Provided records
※

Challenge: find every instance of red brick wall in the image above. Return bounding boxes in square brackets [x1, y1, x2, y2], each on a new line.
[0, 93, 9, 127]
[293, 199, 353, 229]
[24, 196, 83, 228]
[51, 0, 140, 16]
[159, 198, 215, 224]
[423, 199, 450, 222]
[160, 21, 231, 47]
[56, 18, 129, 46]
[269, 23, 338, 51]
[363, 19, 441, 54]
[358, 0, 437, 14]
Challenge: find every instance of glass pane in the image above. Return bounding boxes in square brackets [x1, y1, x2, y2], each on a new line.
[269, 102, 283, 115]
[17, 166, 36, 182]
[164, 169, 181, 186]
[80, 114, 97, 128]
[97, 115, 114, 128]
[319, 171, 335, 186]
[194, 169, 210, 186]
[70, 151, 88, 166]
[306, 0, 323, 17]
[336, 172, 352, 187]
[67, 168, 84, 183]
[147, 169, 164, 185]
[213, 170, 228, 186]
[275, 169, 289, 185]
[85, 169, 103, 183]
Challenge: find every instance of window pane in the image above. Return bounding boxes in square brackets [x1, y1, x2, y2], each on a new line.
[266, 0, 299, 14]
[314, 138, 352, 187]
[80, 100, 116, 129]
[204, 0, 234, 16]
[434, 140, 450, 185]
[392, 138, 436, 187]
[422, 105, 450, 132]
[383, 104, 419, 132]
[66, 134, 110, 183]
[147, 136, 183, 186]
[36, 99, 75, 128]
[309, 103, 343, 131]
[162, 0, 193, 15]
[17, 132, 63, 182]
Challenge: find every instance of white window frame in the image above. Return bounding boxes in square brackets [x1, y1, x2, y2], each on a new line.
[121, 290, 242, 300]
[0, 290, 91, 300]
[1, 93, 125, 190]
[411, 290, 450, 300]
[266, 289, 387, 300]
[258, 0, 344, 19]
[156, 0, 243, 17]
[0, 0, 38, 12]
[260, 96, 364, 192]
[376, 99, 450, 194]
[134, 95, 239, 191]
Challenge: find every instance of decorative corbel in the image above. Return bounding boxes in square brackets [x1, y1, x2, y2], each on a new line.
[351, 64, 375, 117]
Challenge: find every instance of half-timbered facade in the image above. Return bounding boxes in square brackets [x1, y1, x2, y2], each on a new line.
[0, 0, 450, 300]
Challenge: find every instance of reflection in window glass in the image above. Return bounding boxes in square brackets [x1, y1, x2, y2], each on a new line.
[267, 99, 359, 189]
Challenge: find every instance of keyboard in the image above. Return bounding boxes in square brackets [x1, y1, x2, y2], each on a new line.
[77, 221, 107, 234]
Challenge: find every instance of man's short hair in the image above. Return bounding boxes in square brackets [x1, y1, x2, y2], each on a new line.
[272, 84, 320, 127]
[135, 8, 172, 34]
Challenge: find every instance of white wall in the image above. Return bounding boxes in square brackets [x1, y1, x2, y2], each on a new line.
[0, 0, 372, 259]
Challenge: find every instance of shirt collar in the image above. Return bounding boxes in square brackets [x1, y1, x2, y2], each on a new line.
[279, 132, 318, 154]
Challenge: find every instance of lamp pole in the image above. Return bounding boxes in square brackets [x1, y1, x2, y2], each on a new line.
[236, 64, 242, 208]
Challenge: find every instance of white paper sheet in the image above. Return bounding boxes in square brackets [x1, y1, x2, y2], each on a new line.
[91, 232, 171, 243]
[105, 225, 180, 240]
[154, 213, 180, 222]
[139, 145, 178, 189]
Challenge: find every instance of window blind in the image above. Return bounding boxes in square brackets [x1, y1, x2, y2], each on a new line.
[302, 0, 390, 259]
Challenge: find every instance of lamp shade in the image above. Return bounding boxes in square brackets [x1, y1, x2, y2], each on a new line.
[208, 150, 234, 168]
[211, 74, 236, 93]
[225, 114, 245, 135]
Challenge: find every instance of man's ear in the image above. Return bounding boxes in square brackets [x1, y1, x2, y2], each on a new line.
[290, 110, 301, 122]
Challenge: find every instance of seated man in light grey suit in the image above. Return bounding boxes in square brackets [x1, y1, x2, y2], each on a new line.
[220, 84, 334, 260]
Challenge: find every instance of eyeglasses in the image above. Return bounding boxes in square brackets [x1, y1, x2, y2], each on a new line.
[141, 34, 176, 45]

※

Reproduce the part of the records that opens with the line containing "Challenge: find every instance of white paper" and closes with the line containing "[302, 0, 390, 259]", both lines included, with every bounding box coordinate in the answers increased by 87. Copy the requests unchanged.

Challenge: find every instance of white paper sheet in the image above. Return bounding boxes in square brackets [x1, y1, x2, y2], each on a new line.
[178, 319, 258, 330]
[192, 312, 267, 327]
[241, 300, 267, 309]
[226, 232, 265, 276]
Challenge: find every instance of window blind in the image above. Return bounding boxes in square brackets [x1, y1, x2, y2], each on a new line.
[389, 87, 477, 346]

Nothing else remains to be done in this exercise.